# Required action
Retype the following data exactly, but leave its pictures out.

(Stored dataset items)
:::

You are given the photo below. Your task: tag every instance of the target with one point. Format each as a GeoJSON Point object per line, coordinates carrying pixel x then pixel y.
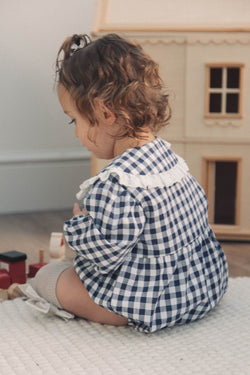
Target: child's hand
{"type": "Point", "coordinates": [78, 211]}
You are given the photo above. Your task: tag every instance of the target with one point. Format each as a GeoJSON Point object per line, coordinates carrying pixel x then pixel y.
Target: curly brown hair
{"type": "Point", "coordinates": [118, 72]}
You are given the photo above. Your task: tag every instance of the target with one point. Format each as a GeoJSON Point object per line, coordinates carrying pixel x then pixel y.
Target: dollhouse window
{"type": "Point", "coordinates": [224, 91]}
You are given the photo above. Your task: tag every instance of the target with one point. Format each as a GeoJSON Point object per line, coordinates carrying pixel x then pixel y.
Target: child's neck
{"type": "Point", "coordinates": [123, 144]}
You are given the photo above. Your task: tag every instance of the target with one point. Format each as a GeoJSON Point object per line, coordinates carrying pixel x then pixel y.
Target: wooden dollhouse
{"type": "Point", "coordinates": [203, 50]}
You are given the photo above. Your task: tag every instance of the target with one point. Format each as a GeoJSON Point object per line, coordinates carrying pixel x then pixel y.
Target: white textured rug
{"type": "Point", "coordinates": [33, 343]}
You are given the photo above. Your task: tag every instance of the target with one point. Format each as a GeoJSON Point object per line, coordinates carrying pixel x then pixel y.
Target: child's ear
{"type": "Point", "coordinates": [104, 113]}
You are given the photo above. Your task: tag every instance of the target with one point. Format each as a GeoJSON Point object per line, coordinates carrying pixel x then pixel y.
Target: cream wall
{"type": "Point", "coordinates": [41, 163]}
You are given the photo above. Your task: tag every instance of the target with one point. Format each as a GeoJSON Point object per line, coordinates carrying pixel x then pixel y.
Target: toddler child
{"type": "Point", "coordinates": [145, 253]}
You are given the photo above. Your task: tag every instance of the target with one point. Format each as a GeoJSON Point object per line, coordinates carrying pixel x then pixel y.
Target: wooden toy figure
{"type": "Point", "coordinates": [34, 268]}
{"type": "Point", "coordinates": [57, 247]}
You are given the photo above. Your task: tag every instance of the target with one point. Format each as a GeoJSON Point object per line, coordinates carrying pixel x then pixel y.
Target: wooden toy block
{"type": "Point", "coordinates": [34, 268]}
{"type": "Point", "coordinates": [5, 280]}
{"type": "Point", "coordinates": [57, 247]}
{"type": "Point", "coordinates": [3, 294]}
{"type": "Point", "coordinates": [16, 263]}
{"type": "Point", "coordinates": [14, 292]}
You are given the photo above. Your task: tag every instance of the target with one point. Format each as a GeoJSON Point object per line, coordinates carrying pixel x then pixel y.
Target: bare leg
{"type": "Point", "coordinates": [74, 297]}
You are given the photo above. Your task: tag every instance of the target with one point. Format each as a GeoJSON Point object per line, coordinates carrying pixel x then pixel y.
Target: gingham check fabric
{"type": "Point", "coordinates": [145, 249]}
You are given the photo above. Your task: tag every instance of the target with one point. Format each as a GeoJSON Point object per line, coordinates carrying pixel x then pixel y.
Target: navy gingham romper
{"type": "Point", "coordinates": [145, 249]}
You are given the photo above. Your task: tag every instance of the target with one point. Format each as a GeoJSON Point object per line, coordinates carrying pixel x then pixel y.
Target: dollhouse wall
{"type": "Point", "coordinates": [185, 49]}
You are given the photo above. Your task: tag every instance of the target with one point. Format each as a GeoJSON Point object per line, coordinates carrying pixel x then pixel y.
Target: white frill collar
{"type": "Point", "coordinates": [165, 179]}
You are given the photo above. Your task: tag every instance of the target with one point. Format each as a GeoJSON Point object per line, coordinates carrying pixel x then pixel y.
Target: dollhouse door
{"type": "Point", "coordinates": [222, 186]}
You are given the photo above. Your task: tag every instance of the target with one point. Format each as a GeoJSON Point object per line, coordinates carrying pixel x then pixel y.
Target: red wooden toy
{"type": "Point", "coordinates": [16, 273]}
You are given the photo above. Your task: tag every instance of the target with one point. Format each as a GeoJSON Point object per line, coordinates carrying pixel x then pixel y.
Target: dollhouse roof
{"type": "Point", "coordinates": [172, 15]}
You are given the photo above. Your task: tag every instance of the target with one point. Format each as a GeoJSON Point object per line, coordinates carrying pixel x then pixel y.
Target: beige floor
{"type": "Point", "coordinates": [31, 232]}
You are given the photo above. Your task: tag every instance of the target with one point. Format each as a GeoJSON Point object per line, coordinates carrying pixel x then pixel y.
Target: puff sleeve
{"type": "Point", "coordinates": [111, 229]}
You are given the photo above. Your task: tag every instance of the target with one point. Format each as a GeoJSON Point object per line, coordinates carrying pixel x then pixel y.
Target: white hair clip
{"type": "Point", "coordinates": [82, 41]}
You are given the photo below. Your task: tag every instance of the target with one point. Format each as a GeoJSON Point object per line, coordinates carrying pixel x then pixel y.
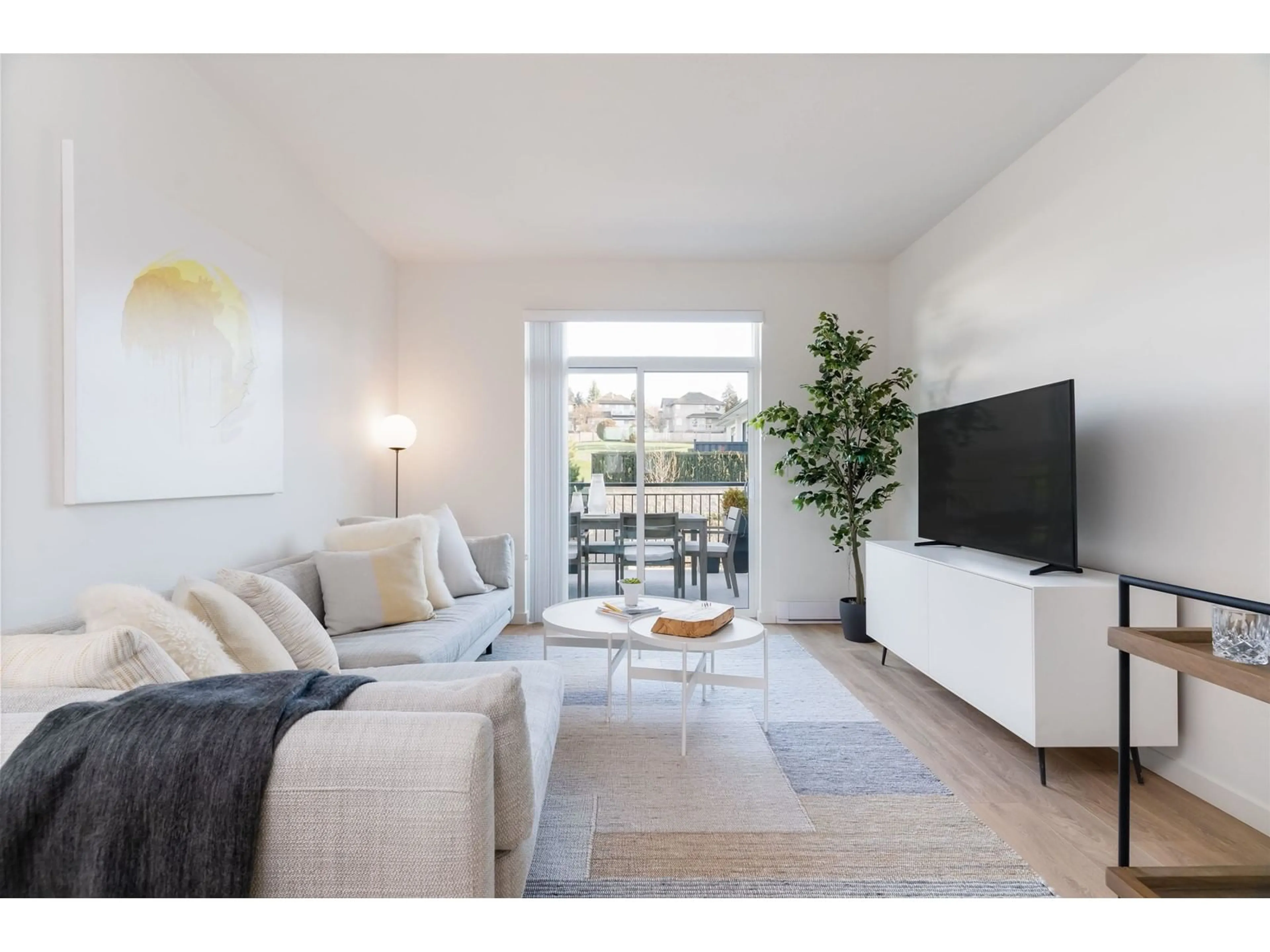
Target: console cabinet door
{"type": "Point", "coordinates": [981, 645]}
{"type": "Point", "coordinates": [896, 591]}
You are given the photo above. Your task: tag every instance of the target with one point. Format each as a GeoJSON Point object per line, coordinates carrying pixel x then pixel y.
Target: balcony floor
{"type": "Point", "coordinates": [659, 580]}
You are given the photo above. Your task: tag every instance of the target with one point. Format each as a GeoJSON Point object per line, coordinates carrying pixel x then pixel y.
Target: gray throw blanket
{"type": "Point", "coordinates": [157, 793]}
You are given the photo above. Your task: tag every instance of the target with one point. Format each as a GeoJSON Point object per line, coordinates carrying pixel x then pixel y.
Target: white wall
{"type": "Point", "coordinates": [463, 380]}
{"type": "Point", "coordinates": [155, 120]}
{"type": "Point", "coordinates": [1131, 251]}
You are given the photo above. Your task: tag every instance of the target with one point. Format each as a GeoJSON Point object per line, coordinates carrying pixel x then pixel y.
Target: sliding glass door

:::

# Solved problem
You are given the photo below. Your task: tag every instance of the target with one point. Format each as a GeoJSON Point object per line, coordinates carrying pixel x then pixel y.
Target: child's hand
{"type": "Point", "coordinates": [78, 211]}
You are given the photo above. Your task: tag every instance of the target with one point. Format each as a GeoJSON Point object per line, coordinates carrying pixel x then pixel y.
Target: curly brown hair
{"type": "Point", "coordinates": [118, 72]}
You are given the photo above. Your task: tag every instance of the target with one point. Format each as a GeoJSON Point object per line, coordinates carrying pixel x then pixel y.
Target: dollhouse window
{"type": "Point", "coordinates": [224, 91]}
You are given the photo above. Your task: tag every instance of the target with one point. Format each as a GeoJSON Point object per line, coordinates carrying pixel x then pixel y.
Target: child's neck
{"type": "Point", "coordinates": [123, 144]}
You are given the photo above. Your task: tag every instance of the target with one point. Format each as a GeoJSON Point object per line, coordinates carrying pixel x then pixel y.
Target: wooden dollhouse
{"type": "Point", "coordinates": [203, 50]}
You are given the photo above. Your task: tag every instance of the target with one point. Format each as a GeoJSON Point object per line, coordinates carrying pixel x then pixel y.
Target: white textured rug
{"type": "Point", "coordinates": [33, 343]}
You are given the photo above. Your task: tag every instance of the target with one point. Format each as a GeoJSON Point object per line, coordinates carrying pixel x then pixel y.
Target: child's ear
{"type": "Point", "coordinates": [104, 113]}
You are given the photo above. Your task: tag every instance of the target with one point. Format each as a GeoJSON Point object per line, coordinates carrying pixel x then pixel y.
Target: cream wall
{"type": "Point", "coordinates": [41, 163]}
You are given the photo above. Your task: tag every instance of the target with one point. Format each as a GeoJSON Point object per line, coordinates carrying pixel x then pixel y.
Target: toddler child
{"type": "Point", "coordinates": [145, 253]}
You are given the photo above. Your task: tag every instance of the target with one point. Format each as a GeoJSON Point object per line, coordinates carrying pixel x then pixel y.
Target: wooden toy figure
{"type": "Point", "coordinates": [34, 268]}
{"type": "Point", "coordinates": [57, 247]}
You are given the photo above. Your task: tag every instance of the target with one point. Format each as a GeoJSON Point object per line, coordinates carrying pixel x then pixel y.
Target: wooden toy block
{"type": "Point", "coordinates": [34, 268]}
{"type": "Point", "coordinates": [5, 280]}
{"type": "Point", "coordinates": [57, 247]}
{"type": "Point", "coordinates": [3, 294]}
{"type": "Point", "coordinates": [16, 263]}
{"type": "Point", "coordinates": [14, 292]}
You are given the photo above. Your task: tag every instance of the target with one point. Format each as a GeoJSON Point object per line, coordinates carrying pixel x then pixel y.
Target: bare leg
{"type": "Point", "coordinates": [74, 297]}
You are given the photo above. Your task: tag every instance of the target with one point. Format each as a GeoJSON Point object per line, coordinates carrying pixel x then pixel y.
Target: gingham check fabric
{"type": "Point", "coordinates": [145, 249]}
You are given the photo above. Your task: tag every instance of the target with one point. Format each as a GeoJSON Point object per line, coordinates carrying pixel x then pixel y.
Target: navy gingham romper
{"type": "Point", "coordinates": [145, 249]}
You are given the photo above. Your task: tag every instance of the target with one point. Format each as a GeoJSON Point object per line, coordinates carrying pixel x then pixel y.
Target: dollhouse wall
{"type": "Point", "coordinates": [185, 49]}
You are given the photo above. Your task: tag every instance of the target with one point. Format each as a GeoJSON Point object per line, coordinates carrying pixel x then pixel y.
Target: white frill collar
{"type": "Point", "coordinates": [165, 179]}
You are given the photo above. Your task: tag every instance of the target with one point. Format each as a GeoJSON Point object per line, coordinates carrying pixel x then pixel y.
Target: dollhouse door
{"type": "Point", "coordinates": [222, 186]}
You are given the photo above. Your task: tag every instance of the target with one point. Format each as a GeoJSON Point object per line, coordinates carrying pixel x then pixel y.
Target: red wooden toy
{"type": "Point", "coordinates": [16, 273]}
You are given the photo above. Your task: tag every instance of the target with one point. Format each as a GeoJSON Point object per line, coordinates carrying pixel x then pixel y.
Target: dollhouse roof
{"type": "Point", "coordinates": [172, 15]}
You are given the photo above. Your task: tag every instance of the target with one point. Format each as a GeoJSON Point object per line, coordinates carrying pixel x then pixel y.
Target: beige floor
{"type": "Point", "coordinates": [31, 232]}
You are given the photo above. Your task: tag every instance of the target with one point. Format each as a GeoJSON Point object per line, coordinates carrying pixel x then pixel y.
Target: puff sleeve
{"type": "Point", "coordinates": [111, 229]}
You are given the photo above. Your task: tag every instance of the target with one point. Format each as a GeoJSON Point object per line, coordinates carrying pixel x then pixel y.
Target: white hair clip
{"type": "Point", "coordinates": [82, 41]}
You are given the photo below. Your task: tag every instance of the target with one point. Format each as a GeoJSON Point object per line, coordinates carrying pixel x then pixel y.
Target: console cabinet door
{"type": "Point", "coordinates": [981, 645]}
{"type": "Point", "coordinates": [896, 591]}
You are given the photo above. Your task: tag every instance of the target with one point. Format each as a GeoJSON Point object per line, coordinates carrying pixel x then pixel y.
Target: balcony floor
{"type": "Point", "coordinates": [659, 580]}
You are given the photo above. Your task: tag every instance of the target with one point. Format each as a GeoJSON Point object per line, coordinates carrying pixel x then pixel y.
Target: gray throw blanket
{"type": "Point", "coordinates": [157, 793]}
You are given the photo above. Your task: tag every instance of the target with one point. Format each as a GeoJSON Point object per line, coordinates carrying pixel x then pixel y.
Target: white wall
{"type": "Point", "coordinates": [463, 380]}
{"type": "Point", "coordinates": [155, 120]}
{"type": "Point", "coordinates": [1131, 251]}
You are given the photo above. Your task: tag every instance of the target with one point. Format each as a GeoJSON Point object per line, coordinates carrying pixel x then pixel y.
Target: sliding glass door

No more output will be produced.